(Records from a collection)
<<<<

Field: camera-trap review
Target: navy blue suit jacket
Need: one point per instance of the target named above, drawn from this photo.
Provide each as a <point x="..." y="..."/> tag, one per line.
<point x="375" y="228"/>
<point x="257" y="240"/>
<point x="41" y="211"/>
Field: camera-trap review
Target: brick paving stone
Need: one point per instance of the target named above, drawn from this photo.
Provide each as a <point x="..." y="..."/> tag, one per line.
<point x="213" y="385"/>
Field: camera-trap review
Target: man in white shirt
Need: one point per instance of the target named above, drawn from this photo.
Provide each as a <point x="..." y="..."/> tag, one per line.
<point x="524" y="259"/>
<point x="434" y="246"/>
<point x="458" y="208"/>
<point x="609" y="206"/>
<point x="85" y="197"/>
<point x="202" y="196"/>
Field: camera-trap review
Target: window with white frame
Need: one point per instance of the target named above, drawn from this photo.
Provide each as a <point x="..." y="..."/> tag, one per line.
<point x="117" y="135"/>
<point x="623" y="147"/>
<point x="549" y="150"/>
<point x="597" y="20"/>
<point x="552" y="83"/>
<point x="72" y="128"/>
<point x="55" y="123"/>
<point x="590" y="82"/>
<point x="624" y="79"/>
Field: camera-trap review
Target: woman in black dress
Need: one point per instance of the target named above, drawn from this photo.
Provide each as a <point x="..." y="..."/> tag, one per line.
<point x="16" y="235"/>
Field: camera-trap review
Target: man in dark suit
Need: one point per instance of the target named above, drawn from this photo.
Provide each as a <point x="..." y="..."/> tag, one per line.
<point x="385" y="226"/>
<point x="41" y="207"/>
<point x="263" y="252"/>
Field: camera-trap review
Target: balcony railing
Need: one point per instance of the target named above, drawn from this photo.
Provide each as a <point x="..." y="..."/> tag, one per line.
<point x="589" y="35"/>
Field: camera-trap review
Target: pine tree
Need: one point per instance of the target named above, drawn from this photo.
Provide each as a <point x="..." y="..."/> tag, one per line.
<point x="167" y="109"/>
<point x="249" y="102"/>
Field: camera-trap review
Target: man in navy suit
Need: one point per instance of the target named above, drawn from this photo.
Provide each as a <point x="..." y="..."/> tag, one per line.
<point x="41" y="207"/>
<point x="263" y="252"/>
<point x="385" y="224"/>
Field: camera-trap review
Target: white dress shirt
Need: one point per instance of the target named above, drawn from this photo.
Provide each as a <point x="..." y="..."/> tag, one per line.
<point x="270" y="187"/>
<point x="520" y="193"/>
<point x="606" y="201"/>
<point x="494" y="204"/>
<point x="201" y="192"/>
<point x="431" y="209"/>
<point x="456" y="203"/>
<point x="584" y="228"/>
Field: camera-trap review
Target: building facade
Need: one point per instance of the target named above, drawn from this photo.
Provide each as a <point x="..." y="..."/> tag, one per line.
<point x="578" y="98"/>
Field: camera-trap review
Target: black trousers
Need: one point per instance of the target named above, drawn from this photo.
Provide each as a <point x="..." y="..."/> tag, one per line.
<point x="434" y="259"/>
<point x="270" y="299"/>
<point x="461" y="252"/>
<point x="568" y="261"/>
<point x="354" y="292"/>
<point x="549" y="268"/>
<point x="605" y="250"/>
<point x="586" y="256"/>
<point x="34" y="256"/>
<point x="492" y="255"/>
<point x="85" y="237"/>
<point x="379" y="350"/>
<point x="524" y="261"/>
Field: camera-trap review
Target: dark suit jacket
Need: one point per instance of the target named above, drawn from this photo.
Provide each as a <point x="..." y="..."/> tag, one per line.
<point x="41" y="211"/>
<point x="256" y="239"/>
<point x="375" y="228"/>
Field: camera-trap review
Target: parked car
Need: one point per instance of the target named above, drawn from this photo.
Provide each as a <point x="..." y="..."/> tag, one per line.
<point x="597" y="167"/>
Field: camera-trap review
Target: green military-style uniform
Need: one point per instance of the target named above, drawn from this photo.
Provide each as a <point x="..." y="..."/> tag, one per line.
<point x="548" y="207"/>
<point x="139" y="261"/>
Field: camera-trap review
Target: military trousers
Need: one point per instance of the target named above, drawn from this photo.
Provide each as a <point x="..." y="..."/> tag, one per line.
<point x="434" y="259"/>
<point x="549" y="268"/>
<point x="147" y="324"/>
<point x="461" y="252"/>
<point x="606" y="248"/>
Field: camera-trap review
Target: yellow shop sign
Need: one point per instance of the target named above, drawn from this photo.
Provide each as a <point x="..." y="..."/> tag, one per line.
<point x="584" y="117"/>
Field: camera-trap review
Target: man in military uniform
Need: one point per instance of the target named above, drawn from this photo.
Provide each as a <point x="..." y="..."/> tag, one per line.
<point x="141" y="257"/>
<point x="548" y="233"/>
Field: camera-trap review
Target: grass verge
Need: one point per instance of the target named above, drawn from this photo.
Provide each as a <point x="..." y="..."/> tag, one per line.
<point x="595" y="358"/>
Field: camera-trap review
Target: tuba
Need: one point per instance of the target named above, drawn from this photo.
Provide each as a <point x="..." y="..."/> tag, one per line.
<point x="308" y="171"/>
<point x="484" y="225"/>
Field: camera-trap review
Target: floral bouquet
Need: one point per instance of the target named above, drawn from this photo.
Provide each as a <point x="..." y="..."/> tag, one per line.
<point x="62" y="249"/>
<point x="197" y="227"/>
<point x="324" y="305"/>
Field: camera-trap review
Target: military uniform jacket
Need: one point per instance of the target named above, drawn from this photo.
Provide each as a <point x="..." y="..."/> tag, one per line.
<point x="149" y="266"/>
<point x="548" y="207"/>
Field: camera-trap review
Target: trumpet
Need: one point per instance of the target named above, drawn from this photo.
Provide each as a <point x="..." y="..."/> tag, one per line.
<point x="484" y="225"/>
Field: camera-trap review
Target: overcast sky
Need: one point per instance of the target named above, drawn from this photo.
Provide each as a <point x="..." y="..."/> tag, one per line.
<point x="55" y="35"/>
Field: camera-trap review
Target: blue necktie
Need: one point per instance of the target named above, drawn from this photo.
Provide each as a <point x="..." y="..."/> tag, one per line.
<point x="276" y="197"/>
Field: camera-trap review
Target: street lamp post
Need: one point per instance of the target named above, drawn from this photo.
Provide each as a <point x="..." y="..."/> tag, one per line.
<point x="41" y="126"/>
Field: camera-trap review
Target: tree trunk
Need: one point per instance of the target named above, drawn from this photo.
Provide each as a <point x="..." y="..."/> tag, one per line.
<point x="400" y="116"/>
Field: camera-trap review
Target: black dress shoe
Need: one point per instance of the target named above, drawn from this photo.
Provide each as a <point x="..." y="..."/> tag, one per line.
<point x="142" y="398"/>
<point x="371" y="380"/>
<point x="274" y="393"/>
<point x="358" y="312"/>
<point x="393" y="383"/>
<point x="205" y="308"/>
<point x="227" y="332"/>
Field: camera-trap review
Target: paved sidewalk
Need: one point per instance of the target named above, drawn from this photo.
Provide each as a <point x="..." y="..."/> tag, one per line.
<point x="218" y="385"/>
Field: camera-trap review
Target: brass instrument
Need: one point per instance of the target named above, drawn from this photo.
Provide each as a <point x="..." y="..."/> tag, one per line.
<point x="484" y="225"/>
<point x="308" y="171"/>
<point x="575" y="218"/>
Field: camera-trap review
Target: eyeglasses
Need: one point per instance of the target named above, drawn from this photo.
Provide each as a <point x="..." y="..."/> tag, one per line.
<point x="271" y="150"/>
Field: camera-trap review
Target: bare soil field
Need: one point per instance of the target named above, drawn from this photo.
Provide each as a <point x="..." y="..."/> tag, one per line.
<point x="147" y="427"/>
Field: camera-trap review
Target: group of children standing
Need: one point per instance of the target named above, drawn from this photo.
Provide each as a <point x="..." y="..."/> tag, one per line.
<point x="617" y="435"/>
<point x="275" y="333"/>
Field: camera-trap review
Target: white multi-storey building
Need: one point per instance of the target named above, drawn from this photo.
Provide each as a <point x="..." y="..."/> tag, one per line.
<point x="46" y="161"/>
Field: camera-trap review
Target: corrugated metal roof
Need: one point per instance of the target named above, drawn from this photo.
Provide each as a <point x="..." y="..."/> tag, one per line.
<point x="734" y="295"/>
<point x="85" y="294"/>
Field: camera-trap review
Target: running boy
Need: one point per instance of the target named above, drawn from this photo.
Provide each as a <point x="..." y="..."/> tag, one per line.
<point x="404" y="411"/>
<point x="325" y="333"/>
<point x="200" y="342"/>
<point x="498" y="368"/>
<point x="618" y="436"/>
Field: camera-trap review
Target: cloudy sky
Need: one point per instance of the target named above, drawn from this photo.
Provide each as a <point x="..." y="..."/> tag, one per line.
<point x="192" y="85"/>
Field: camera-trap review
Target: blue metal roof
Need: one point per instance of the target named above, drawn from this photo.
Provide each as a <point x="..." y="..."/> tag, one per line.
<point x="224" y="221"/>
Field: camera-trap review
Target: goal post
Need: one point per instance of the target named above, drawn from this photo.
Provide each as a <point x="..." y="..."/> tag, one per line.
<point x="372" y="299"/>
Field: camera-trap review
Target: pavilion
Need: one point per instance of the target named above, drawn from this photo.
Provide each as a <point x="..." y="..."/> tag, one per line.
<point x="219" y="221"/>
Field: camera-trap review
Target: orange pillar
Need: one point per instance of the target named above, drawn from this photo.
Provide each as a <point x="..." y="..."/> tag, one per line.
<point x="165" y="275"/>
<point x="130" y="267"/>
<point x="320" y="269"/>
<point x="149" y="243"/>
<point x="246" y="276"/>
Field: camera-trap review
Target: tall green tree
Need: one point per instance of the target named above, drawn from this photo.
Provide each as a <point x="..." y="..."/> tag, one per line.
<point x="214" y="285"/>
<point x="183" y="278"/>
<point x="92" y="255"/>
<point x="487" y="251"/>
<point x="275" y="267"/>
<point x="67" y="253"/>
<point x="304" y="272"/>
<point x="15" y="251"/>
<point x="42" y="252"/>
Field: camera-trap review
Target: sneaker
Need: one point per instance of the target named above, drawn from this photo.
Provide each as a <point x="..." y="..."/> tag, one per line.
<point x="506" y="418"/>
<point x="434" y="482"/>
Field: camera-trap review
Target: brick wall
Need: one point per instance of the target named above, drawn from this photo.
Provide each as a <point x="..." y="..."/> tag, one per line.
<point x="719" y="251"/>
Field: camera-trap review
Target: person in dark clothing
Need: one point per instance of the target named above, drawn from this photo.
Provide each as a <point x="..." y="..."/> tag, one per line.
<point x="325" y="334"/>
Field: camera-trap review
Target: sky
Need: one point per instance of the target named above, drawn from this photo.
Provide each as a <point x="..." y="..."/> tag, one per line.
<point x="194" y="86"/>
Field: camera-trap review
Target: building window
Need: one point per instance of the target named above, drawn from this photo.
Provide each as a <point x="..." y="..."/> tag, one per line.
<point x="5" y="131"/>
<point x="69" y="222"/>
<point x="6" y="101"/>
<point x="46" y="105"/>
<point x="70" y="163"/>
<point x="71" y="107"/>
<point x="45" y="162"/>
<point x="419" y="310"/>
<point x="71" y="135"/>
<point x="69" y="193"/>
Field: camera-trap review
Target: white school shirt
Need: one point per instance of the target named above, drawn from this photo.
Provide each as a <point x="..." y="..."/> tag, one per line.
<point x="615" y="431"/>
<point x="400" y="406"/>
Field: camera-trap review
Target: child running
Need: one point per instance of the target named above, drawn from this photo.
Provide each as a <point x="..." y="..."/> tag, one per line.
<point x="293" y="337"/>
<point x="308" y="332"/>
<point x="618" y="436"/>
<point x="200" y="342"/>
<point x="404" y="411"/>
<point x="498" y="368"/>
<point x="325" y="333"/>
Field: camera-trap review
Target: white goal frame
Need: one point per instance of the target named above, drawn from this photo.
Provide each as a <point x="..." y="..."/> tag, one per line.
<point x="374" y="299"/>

>>>>

Problem
If a line in the entries above contains "jacket", report it.

Answer box
Target: navy blue suit jacket
Target: dark suit jacket
Target: military uniform jacket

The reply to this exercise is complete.